In the forum thread below about odd Lightroom discussions, which sub-forum title did davidedric suggest no longer captures the essence of post processing?

PASSAGE ->
--*--

# Bizarre Lightroom discussions in other forums



## davidedric (Apr 30, 2014)

I suppose this belongs in the Lounge.   I wonder if any of you dip into discussions in other forums (I actually have DPR in mind)? 

There are some most extraordinary comments about Lightroom from people who just don't have a clue (e.g.  I gave up Lightroom years ago -  it's just a cataloguing tool).    I try to restrain myself from joining in,  but sometimes I just can't help it.   I wonder if I am suffering from a strange affliction. 

Am I alone? 

Dave


----------



## Hal P Anderson (Apr 30, 2014)

I tend to ignore DPR. The Forum has a pretty lousy user interface, and the discussions are often indeed weird and uninformed. Dunno why, but I haven't had the urge to jump in and set folks right. Maybe I'm mellowing in my old age.


----------



## Victoria Bampton (Apr 30, 2014)

You're not alone at all David!  I've found things the comments on Lightroom reviews - like computer magazine's websites or MacRumors - are excellent for laughably uninformed comments too.  And I rarely set foot on DPReview's site because it's just not worth the stress.


----------



## Bryan Conner (May 1, 2014)

I also very rarely visit DPR.  I am also like Hal, I have learned to only read the posts, shake my head and move on to another post.  Well...ok, I usually move on without joining in.  Often when I join in on these discussions that are filled with blatant misconceptions and misinformation, I end up being frustrated because I can not get people to see the light and truth.  I am realizing that I am becoming a curmudgeon...lol.


----------



## davidedric (May 1, 2014)

I am sure you are all right.   I had the temerity to suggest that maybe, nowadays, titling a sub-forum "Retouching" didn't quite capture the essence of what are doing in post processing - and got some dog's abuse in a thread that ran to almost 100 posts.   I know I should stay away (I only wandered in by accident when I was looking for actual kit reviews), but it's a bit like scratching an itch.   I'm also tempted to lob the odd rock in the pool, just to watch the fun 

Dave


----------



## clee01l (May 1, 2014)

--*--

DATA SECTION ->
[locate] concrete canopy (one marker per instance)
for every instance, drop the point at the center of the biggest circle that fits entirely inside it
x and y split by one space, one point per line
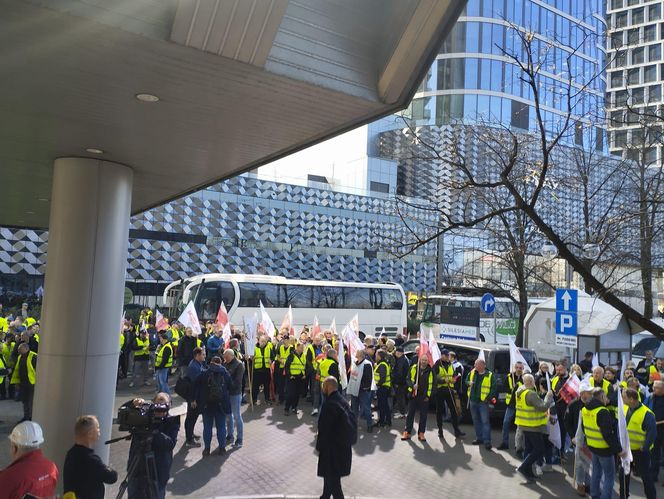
240 82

--*--

WRITTEN ANSWER -> "Retouching"